• _TASK_
Will you transcribe the entries that follow, exactly and in full?

• _ENTRIES SUPPLIED_
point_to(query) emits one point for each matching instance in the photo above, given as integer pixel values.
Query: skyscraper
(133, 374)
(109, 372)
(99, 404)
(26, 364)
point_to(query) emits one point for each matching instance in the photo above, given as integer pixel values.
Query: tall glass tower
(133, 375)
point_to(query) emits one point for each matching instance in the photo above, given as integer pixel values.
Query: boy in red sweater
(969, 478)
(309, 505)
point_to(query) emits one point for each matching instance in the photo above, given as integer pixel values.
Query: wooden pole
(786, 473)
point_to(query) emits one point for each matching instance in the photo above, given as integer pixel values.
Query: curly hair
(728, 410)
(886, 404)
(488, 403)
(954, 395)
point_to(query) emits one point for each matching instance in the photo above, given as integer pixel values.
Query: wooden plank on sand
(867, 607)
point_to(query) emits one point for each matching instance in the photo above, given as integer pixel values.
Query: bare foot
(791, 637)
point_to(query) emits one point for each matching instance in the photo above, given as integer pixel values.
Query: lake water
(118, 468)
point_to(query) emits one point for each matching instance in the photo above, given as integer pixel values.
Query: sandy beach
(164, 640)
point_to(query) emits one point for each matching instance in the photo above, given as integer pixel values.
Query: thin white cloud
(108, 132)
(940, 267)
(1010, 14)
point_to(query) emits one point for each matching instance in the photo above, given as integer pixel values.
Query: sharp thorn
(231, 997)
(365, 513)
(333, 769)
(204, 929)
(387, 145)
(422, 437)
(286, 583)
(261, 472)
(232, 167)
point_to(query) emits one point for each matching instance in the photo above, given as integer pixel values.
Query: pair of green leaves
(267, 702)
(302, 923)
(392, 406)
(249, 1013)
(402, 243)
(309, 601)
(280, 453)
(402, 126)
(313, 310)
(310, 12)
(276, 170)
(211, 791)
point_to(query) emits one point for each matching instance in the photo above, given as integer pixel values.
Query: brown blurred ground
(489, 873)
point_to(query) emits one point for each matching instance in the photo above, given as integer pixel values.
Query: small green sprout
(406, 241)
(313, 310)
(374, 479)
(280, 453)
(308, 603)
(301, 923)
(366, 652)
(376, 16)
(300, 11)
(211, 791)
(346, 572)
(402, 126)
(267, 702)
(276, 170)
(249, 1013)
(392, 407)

• _OUTPUT BELOW_
point_to(query) emits one point for each matching instance in the photo above, given as integer pixel values.
Query: skyscraper
(133, 374)
(109, 372)
(99, 404)
(26, 364)
point_to(query) emits one point for each matching instance in the photo above, given as integer pixel values.
Query: tall glass tower
(133, 375)
point_to(query) emits one point for each matching instance in the photo above, given as integer pixel values.
Query: boy in red sweater
(969, 478)
(309, 505)
point_to(query) emits one point for each matching instance in the photo above, given as integer pixel values.
Query: wooden pole
(786, 473)
point_to(query) emits one point for each matching instance in the photo above, given as integer pixel values.
Query: curly hair
(728, 410)
(886, 404)
(488, 403)
(954, 395)
point_to(query) emits one point for each matching instance in the photo above, given as integer pixel values.
Query: wooden plank on sand
(867, 607)
point_to(query) emits one point for each matching instance in the photo above, given as integer pixel values.
Query: bare foot
(791, 637)
point_to(query) emits one point for each matching instance in the photo above, given as integer pixel values.
Query: lake water
(118, 468)
point_to(query) emits one point for each matching instance in the photo above, given as integer pixel values.
Query: sandy beach
(164, 640)
point_to(query) emits one point for each matching instance in the photo above, given as integer pixel values.
Query: thin white cloud
(108, 132)
(940, 267)
(1010, 14)
point_to(query) emits one point for each matching instance in the photo above, given as integer pixel values.
Query: sharp thorn
(231, 997)
(365, 513)
(333, 769)
(204, 929)
(387, 145)
(422, 437)
(286, 583)
(261, 472)
(232, 167)
point_to(query) emits one point for each matching instance in the photo above, given as integer pixel values.
Query: pair of green leaves
(267, 702)
(302, 923)
(392, 406)
(249, 1013)
(402, 243)
(309, 601)
(280, 453)
(402, 126)
(313, 310)
(310, 12)
(276, 170)
(211, 791)
point_to(query) emits one point for each matching instance in the photo above, given as integer pixel values.
Query: brown blurred ground
(489, 873)
point_to(query) emits one point for each matching instance in the photo above, given as integer pixel values.
Query: small green sprout
(406, 241)
(313, 310)
(374, 479)
(280, 453)
(308, 603)
(301, 923)
(366, 652)
(376, 16)
(300, 11)
(211, 791)
(346, 572)
(402, 126)
(267, 702)
(276, 170)
(249, 1013)
(392, 407)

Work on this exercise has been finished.